→ WHAT YOU SHOULD DO: Could you return the whole listing exactly?

--

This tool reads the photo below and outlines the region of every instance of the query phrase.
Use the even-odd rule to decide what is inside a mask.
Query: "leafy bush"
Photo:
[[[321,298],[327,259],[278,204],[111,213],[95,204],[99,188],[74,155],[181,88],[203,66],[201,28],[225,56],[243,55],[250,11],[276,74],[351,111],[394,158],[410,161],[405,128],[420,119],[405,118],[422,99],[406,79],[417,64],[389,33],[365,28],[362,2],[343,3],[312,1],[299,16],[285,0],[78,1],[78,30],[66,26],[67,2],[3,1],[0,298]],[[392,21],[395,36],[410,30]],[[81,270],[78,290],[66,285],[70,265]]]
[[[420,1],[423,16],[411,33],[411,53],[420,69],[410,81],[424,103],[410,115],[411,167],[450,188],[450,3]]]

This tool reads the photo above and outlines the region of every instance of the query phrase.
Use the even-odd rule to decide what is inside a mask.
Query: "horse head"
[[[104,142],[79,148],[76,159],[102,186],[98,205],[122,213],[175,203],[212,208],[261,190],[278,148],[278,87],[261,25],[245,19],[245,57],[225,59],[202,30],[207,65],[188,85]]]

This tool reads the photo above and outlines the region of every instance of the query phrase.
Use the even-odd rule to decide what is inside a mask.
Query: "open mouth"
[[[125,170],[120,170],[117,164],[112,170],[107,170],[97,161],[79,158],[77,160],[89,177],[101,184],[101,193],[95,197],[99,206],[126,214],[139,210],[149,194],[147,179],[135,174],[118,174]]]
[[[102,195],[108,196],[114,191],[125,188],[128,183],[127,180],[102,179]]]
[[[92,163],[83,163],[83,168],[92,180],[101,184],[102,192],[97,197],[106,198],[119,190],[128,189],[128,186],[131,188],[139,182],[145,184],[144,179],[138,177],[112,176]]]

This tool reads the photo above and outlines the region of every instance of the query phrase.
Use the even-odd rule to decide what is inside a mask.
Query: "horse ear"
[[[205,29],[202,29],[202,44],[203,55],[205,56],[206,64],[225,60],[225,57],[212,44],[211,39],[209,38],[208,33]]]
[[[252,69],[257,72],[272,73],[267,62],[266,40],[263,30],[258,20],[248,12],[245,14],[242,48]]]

--

→ ANSWER FOR THE TASK:
This tool reads the photo below and outlines the region of every instance of the query phrase.
Use the even-odd rule to decide what is inside a mask.
Query: "leafy bush"
Photo:
[[[321,298],[327,259],[278,204],[111,213],[95,204],[99,188],[74,155],[181,88],[203,66],[201,28],[225,56],[243,55],[250,11],[276,74],[351,111],[394,158],[410,161],[405,128],[420,119],[405,118],[422,99],[406,79],[417,64],[389,33],[365,28],[362,2],[343,3],[312,1],[299,16],[285,0],[78,1],[78,30],[66,26],[67,2],[3,1],[0,298]],[[392,21],[395,36],[410,30]],[[81,270],[78,290],[66,285],[70,265]]]
[[[420,1],[423,16],[411,33],[411,53],[420,69],[410,81],[424,103],[410,115],[411,167],[450,188],[450,3]]]

This tool reads the photo above and outlines the region of every instance of the query phrase.
Use the even-odd rule to decide what is inside a mask.
Query: "horse head"
[[[104,142],[79,148],[76,159],[102,186],[98,205],[122,213],[175,203],[212,208],[261,190],[278,148],[278,87],[261,25],[245,19],[245,57],[225,59],[202,30],[207,65],[188,85]]]

This tool reads the photo above and outlines the region of every instance of the query phrase.
Use the even-odd rule to decide what is inside a mask.
Query: "open mouth"
[[[125,170],[120,170],[117,164],[112,170],[107,170],[97,161],[79,158],[77,160],[89,177],[101,184],[101,193],[95,197],[99,206],[126,214],[139,210],[149,194],[147,179],[135,174],[118,174]]]
[[[102,195],[108,196],[114,191],[125,188],[128,183],[127,180],[102,179]]]
[[[92,163],[83,163],[83,168],[92,180],[101,184],[102,192],[97,197],[106,198],[119,190],[128,189],[128,186],[131,188],[139,182],[145,184],[144,179],[138,177],[112,176]]]

This tool reads the photo above and outlines the region of every instance of the query phrase.
Use the even-odd rule to decide what is inside a mask.
Query: "horse ear"
[[[205,29],[202,29],[202,44],[203,55],[205,56],[206,64],[225,60],[225,57],[212,44],[211,39],[209,38],[208,33]]]
[[[252,69],[257,72],[272,73],[267,62],[266,40],[263,30],[258,20],[248,12],[245,14],[242,48]]]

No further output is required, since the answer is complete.